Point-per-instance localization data
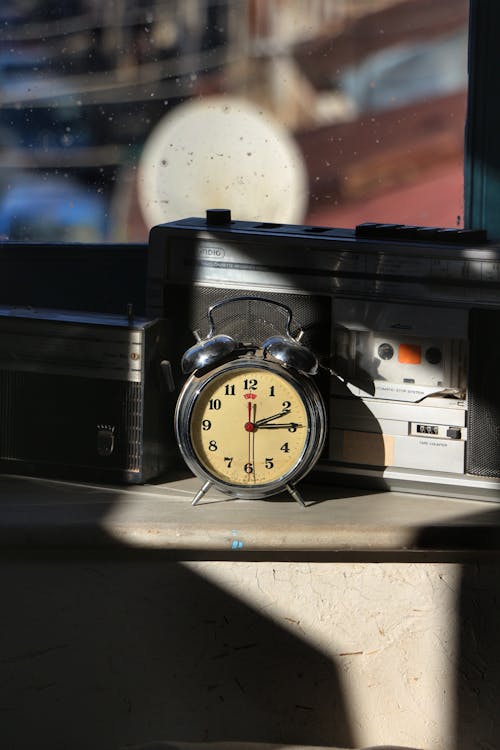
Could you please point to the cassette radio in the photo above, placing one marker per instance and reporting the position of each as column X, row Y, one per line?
column 404, row 321
column 84, row 395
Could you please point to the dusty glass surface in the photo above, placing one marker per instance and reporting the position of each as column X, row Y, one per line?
column 117, row 115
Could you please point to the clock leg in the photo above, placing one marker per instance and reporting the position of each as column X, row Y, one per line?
column 296, row 495
column 202, row 491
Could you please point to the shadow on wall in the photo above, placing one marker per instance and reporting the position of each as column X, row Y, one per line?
column 105, row 650
column 477, row 667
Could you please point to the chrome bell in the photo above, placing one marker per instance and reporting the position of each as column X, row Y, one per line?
column 207, row 352
column 291, row 353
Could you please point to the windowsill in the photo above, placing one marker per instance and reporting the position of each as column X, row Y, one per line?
column 339, row 523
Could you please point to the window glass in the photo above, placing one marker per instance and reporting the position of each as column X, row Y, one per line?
column 121, row 114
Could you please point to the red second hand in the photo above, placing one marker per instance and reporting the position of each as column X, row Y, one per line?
column 249, row 426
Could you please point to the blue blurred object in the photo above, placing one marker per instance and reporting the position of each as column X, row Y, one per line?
column 52, row 209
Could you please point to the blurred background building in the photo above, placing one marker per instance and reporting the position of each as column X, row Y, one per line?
column 371, row 92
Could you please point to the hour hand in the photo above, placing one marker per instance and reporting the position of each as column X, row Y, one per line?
column 262, row 422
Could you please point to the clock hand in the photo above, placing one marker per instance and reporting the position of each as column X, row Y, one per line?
column 288, row 425
column 249, row 425
column 263, row 421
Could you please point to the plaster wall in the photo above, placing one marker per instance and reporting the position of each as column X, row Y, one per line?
column 108, row 650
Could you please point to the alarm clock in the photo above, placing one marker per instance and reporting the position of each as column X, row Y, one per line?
column 250, row 420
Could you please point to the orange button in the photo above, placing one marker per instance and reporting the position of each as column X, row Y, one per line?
column 410, row 354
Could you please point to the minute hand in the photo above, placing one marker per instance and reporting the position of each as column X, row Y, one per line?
column 265, row 420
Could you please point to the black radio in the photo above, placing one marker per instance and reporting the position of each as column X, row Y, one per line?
column 403, row 320
column 84, row 395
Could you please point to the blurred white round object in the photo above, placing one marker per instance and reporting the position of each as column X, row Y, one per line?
column 221, row 151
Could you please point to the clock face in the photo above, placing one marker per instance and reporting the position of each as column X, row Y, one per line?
column 249, row 427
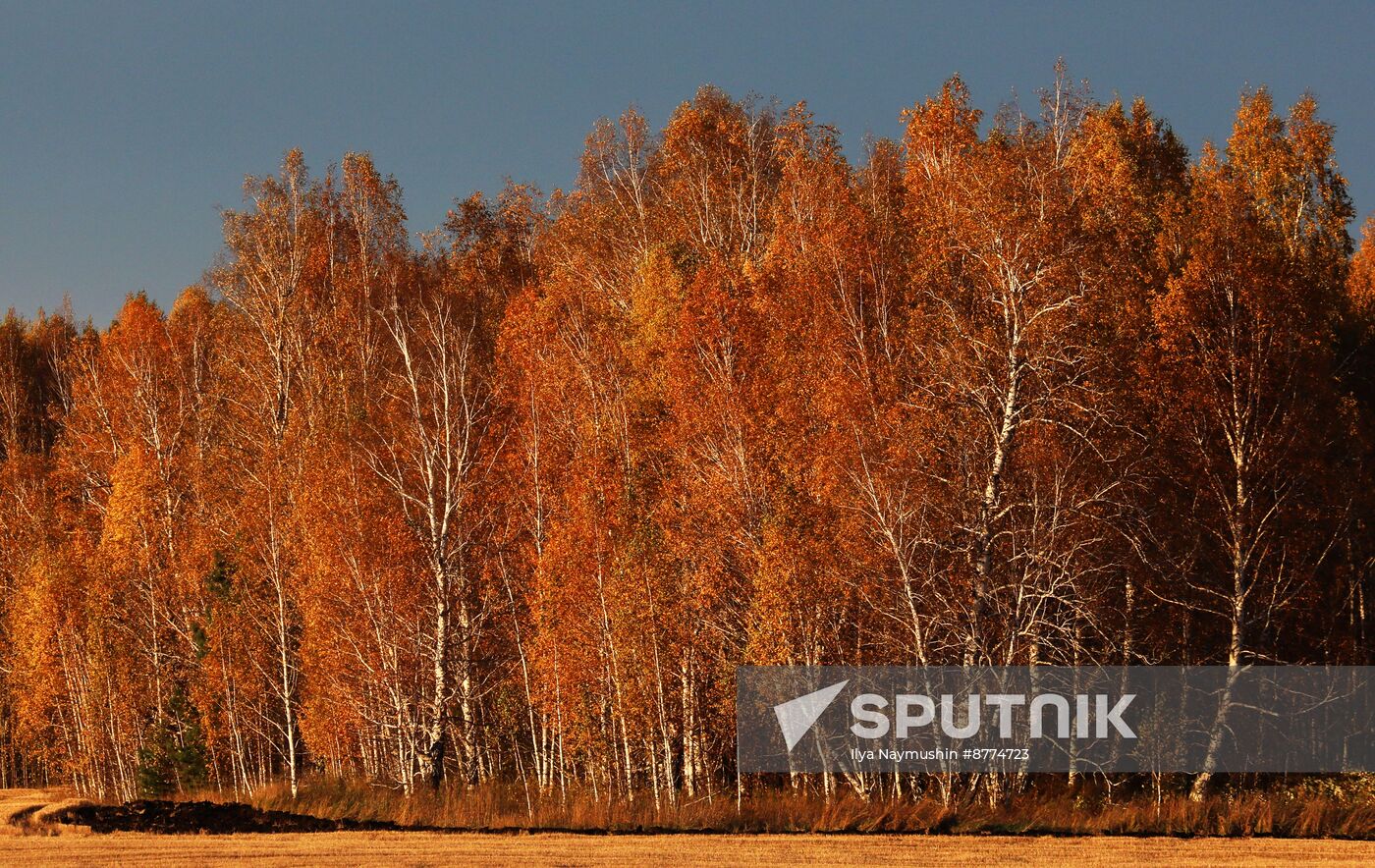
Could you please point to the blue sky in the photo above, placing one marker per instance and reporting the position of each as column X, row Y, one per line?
column 126, row 127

_Exercise goal_. Print out each record exactly as shown, but keep the pictures out.

_Result of this task_.
Could you please point to the cassette radio in the photo above, placing one marker per instance and reporting the position of each as column X, row Y, one per line?
column 404, row 321
column 84, row 395
Could you please point to the dusty glass surface in the photo above, placing one marker per instance and reporting the position of each as column X, row Y, one per line?
column 117, row 115
Could you please point to the clock leg in the photo above, placing one marker per instance and reporting the position of each as column X, row Y, one per line?
column 296, row 495
column 202, row 491
Could you please point to the shadow on wall in the photo above, placing one marker per instance and reporting the position of each as column X, row Y, one per line?
column 105, row 650
column 477, row 667
Could you please point to the chrome bell in the photo above, placing one marker per instance and reporting the position of each as column X, row Y, one per line?
column 207, row 352
column 291, row 353
Could you please point to the windowsill in the photo above, placing one marker per instance and reporting the position of each as column X, row Y, one per line?
column 339, row 523
Could you please point to the window glass in the photo above, placing one marker per instance and reporting the position of each as column X, row Y, one per line?
column 121, row 114
Could you please point to the red second hand in the photo above, placing one marker per instance and reporting the position of each as column X, row Y, one per line?
column 249, row 426
Could you please point to the blue blurred object in the photo above, placing one marker per instance and reporting the position of each as column X, row Y, one per line?
column 52, row 209
Could you please point to the blurred background building in the photo above, placing one marker per instance and reporting the position of each as column X, row Y, one per line?
column 371, row 92
Could you please point to the hour hand in the photo above, placing one marker per instance and reporting the position of each as column X, row Y, one per line?
column 262, row 422
Could you please point to the clock hand in the photo above, placing one marker per instance and reporting the position of each as column X, row Y, one per line?
column 288, row 425
column 249, row 425
column 263, row 421
Could you please point to the plaster wall in the photo above, placing one marker per instance and reporting the position of each as column X, row Y, one per line?
column 108, row 650
Could you please point to the alarm clock in the photo above, placing one marker per instance and reporting the position of each as column X, row Y, one per line?
column 250, row 420
Could you please point to the orange button in the photo above, placing one marker per instance and reporting the position of each as column X, row Y, one per line?
column 410, row 354
Could you please point to the minute hand in the photo above, placing one marker per instance and reporting the position of each as column X, row Y, one per line?
column 265, row 420
Could you please point to the black radio in the photo above, placing one marker per instance and reporting the position of each as column X, row Y, one per line?
column 403, row 320
column 84, row 395
Could you please point to the blurred white round object in the photo above, placing one marker per instance and reporting the position of each as column X, row Y, one per line?
column 221, row 151
Could you please point to the clock face in the photo above, placing one marker per instance and reporting the position of each as column X, row Y, one per line?
column 249, row 427
Could you please point to the blue sky in the photo above, placing one marker per instance and reporting the position of each as column X, row Y, one per line?
column 126, row 127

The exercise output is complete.